--- START OF Selected text ---
Wednesday, January 12, 2011

Review of "Burned"

Pattyn Von Stratten's story, told through journal entries written in verse, is undeniably a story that drew me in.  It's a fast read, and a page-turner.


I've got to admit, I've got some qualms about this book.

The book starts out with Pattyn blossoming as a finishing high school junior taking tentative steps out of her secluded Mormon (we'll talk about this in a second) family's rules by reading books from the school library.  She devours Le'Engle, Tolkien, Austen, knowing that she's got to hide them, as her father forbids them.  Sex dreams follow, which come with confusion and guilt and questioning how much she can control things like this when God disapproves -- how can she control herself in her sleep?  Again, Pattyn takes tentative steps to questioning her faith.  But when she asks her mother about her role in life and gets the answer that it's essentially to make babies, Pattyn becomes defiant.  This isn't the life she wants.  Neither does she want to marry a nice Mormon boy as she's expected to -- not when her father is an abusive man who spends a good portion of his time a) drinking (he confesses to the Bishop regularly, then continues) or b) beating his wife.

Seeking solace, Pattyn takes to shooting out in the dessert, practicing with the rifle that she's learned to use (with her father's help -- he had 7 daughters and always wanted a son, and while Pattyn certainly isn't the son he wanted, he was content to at least teach her to shoot).

But it's not enough, and as the dreams continue, and Pattyn continues to question her faith, she also finds herself falling for a boy in her class, Derek.  And when her dessert wanderings slowly become dessert trysts, trouble lies ahead.

Caught, Pattyn is sent to live with her Aunt J in Caliente, Nevada, where life is suddenly heaven.  There are horses to learn to ride, cows to herd, and best of all, Ethan -- the boy who lives just down the road, and who quickly falls just as hard for Pattyn as she does for him.  This is no tryst in the dessert, Pattyn realizes.  This is "forever love".
--- END OF Selected text ---
## Short exercise A
According to the review, where is Pattyn sent to live after she is caught?
## Short exercise B
Return everything in the review from "Seeking solace, Pattyn" down to "her to shoot).", copied word for word.
--- START OF Extracted records ---
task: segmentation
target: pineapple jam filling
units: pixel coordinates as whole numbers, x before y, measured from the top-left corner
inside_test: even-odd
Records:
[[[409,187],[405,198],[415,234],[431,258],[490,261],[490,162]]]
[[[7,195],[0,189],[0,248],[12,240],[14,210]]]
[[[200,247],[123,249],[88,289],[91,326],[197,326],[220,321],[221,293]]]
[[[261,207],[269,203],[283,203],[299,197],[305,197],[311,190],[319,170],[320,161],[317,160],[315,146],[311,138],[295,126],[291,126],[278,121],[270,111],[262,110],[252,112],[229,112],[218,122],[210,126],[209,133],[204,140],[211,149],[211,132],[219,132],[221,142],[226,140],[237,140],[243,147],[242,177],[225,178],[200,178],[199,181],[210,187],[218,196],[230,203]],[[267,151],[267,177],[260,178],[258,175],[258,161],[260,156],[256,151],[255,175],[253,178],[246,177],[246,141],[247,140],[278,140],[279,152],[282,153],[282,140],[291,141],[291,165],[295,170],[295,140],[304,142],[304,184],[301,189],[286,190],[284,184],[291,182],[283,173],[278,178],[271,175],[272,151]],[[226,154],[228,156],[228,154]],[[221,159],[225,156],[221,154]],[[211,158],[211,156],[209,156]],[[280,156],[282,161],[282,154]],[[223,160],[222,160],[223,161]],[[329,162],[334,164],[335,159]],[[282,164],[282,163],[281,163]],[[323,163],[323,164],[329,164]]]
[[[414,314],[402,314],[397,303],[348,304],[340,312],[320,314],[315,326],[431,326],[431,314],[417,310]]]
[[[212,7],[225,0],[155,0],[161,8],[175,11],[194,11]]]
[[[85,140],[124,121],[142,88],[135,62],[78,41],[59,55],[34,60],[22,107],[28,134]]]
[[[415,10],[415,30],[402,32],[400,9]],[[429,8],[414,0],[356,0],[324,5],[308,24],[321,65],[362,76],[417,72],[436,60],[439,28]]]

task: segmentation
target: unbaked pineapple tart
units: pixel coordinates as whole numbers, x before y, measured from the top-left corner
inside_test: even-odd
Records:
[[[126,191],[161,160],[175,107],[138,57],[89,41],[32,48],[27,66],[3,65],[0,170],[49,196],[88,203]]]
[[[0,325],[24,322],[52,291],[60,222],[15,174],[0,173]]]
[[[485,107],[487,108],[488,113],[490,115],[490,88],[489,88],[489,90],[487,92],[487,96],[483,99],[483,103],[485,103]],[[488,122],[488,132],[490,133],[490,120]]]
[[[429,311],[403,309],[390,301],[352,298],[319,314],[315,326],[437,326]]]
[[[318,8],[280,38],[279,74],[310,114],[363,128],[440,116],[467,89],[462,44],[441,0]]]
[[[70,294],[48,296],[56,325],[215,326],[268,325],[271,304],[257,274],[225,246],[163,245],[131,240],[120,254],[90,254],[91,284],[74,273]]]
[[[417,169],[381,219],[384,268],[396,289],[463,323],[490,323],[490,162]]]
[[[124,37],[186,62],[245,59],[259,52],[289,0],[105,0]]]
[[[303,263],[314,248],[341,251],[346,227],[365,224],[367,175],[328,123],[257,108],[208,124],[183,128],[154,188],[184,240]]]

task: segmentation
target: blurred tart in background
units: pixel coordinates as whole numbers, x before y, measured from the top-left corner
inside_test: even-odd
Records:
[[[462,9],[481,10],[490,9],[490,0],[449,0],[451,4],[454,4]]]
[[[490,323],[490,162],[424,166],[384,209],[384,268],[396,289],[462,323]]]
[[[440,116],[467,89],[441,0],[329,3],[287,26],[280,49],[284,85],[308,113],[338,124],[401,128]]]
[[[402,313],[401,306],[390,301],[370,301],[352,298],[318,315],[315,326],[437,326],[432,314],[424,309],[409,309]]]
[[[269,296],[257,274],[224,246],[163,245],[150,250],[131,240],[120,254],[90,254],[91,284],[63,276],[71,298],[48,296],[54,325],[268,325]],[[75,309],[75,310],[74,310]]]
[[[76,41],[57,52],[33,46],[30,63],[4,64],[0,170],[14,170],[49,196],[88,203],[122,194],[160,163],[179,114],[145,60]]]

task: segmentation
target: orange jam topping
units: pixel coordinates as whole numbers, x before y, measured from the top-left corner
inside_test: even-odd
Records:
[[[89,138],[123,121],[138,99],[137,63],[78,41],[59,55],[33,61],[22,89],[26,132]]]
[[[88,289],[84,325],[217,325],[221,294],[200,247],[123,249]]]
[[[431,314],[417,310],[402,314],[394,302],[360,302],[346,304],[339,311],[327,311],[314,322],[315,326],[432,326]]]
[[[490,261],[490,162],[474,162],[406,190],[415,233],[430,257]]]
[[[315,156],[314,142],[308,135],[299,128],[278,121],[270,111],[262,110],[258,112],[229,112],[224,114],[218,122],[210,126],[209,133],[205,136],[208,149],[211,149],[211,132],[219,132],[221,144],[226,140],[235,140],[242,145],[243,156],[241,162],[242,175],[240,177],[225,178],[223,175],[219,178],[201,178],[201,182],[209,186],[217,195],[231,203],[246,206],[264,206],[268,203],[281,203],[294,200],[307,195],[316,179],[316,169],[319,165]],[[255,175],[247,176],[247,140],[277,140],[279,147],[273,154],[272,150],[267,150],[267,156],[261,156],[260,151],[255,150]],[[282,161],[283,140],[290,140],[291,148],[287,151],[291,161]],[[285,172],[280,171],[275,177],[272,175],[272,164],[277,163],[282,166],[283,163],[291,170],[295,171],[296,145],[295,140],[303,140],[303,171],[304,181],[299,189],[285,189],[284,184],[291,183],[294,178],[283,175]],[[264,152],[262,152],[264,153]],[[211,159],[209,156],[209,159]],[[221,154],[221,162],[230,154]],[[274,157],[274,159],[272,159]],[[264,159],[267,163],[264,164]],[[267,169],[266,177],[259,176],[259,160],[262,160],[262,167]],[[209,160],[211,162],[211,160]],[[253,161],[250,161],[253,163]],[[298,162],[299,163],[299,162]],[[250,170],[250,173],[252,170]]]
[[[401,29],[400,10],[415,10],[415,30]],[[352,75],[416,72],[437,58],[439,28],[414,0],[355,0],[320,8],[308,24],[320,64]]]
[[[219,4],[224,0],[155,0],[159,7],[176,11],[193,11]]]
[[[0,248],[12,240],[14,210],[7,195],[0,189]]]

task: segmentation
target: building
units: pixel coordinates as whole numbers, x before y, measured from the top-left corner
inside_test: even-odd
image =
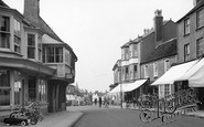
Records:
[[[182,17],[178,23],[178,62],[189,63],[193,60],[203,57],[204,53],[204,1],[194,0],[194,8],[190,10],[184,17]],[[197,70],[196,73],[198,73]],[[202,75],[201,75],[202,76]],[[192,77],[191,77],[192,78]],[[191,78],[186,78],[189,82],[183,82],[176,85],[176,91],[184,87],[184,85],[191,85],[197,89],[198,99],[204,103],[203,85],[196,85],[196,83],[190,83]],[[203,76],[202,76],[203,78]],[[195,80],[195,78],[194,78]],[[200,81],[202,81],[200,78]],[[196,86],[195,86],[196,85]],[[202,105],[202,108],[204,105]]]
[[[144,32],[141,40],[141,78],[150,83],[163,75],[176,62],[176,24],[170,19],[163,21],[162,11],[154,12],[154,28]],[[165,86],[165,87],[164,87]],[[149,87],[148,93],[164,96],[171,93],[170,85]]]
[[[25,0],[21,14],[0,1],[0,110],[30,102],[44,113],[65,109],[77,57],[39,15],[39,2]]]

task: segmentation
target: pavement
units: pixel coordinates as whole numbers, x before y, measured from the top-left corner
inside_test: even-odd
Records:
[[[120,106],[108,106],[108,108],[121,108]],[[44,116],[42,121],[39,121],[35,127],[72,127],[83,116],[83,110],[98,109],[98,106],[68,106],[65,112],[50,113]],[[135,107],[124,107],[122,109],[139,109]],[[10,112],[0,112],[0,119],[7,117]],[[204,110],[197,110],[189,114],[189,116],[204,118]],[[0,127],[7,127],[0,121]],[[19,127],[19,126],[10,126]]]
[[[7,117],[10,112],[0,112],[0,118]],[[3,116],[7,115],[7,116]],[[83,116],[82,112],[77,110],[65,110],[58,113],[50,113],[44,116],[42,121],[39,121],[35,127],[72,127],[80,117]],[[0,127],[7,127],[2,121],[0,121]],[[9,126],[9,127],[19,127],[19,126]]]

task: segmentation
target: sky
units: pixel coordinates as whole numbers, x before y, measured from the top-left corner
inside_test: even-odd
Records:
[[[3,0],[23,13],[24,0]],[[75,84],[89,92],[109,91],[120,46],[153,27],[157,9],[176,22],[193,0],[40,0],[40,15],[78,57]]]

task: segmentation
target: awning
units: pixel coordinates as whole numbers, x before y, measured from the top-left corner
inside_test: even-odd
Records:
[[[121,84],[121,86],[119,84],[112,91],[110,91],[110,93],[131,92],[131,91],[140,87],[146,82],[147,82],[147,80],[138,80],[138,81],[136,81],[133,83]],[[120,89],[120,87],[121,87],[121,89]]]
[[[174,81],[183,76],[197,62],[198,60],[195,60],[192,62],[172,66],[168,72],[165,72],[160,78],[158,78],[151,85],[173,84]]]
[[[176,81],[189,81],[190,87],[204,87],[204,59],[198,61]]]

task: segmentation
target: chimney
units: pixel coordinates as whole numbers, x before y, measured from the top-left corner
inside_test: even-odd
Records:
[[[39,25],[40,0],[24,0],[24,18],[33,25]]]
[[[161,10],[154,11],[154,42],[155,46],[163,40],[163,17]]]
[[[202,0],[193,0],[193,6],[197,6],[198,2],[201,2]]]

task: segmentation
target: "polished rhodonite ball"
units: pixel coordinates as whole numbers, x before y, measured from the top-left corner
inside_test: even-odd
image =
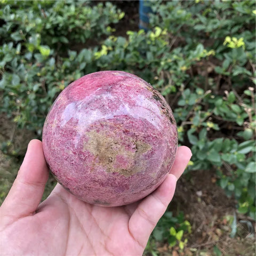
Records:
[[[137,76],[87,75],[59,95],[43,147],[59,182],[81,200],[114,206],[149,195],[173,163],[177,125],[164,98]]]

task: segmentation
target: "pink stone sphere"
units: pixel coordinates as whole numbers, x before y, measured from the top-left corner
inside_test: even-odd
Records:
[[[96,72],[70,84],[43,130],[45,159],[58,182],[84,202],[109,206],[155,190],[177,146],[176,123],[163,96],[120,71]]]

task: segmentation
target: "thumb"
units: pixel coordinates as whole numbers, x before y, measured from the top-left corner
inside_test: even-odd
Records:
[[[42,142],[31,140],[8,195],[1,206],[2,218],[12,222],[33,215],[42,199],[48,179]]]

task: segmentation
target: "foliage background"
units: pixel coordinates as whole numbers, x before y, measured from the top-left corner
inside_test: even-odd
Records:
--- END OF Extracted records ---
## Output A
With her Aunt J in Caliente, Nevada.

## Output B
Seeking solace, Pattyn takes to shooting out in the dessert, practicing with the rifle that she's learned to use (with her father's help -- he had 7 daughters and always wanted a son, and while Pattyn certainly isn't the son he wanted, he was content to at least teach her to shoot).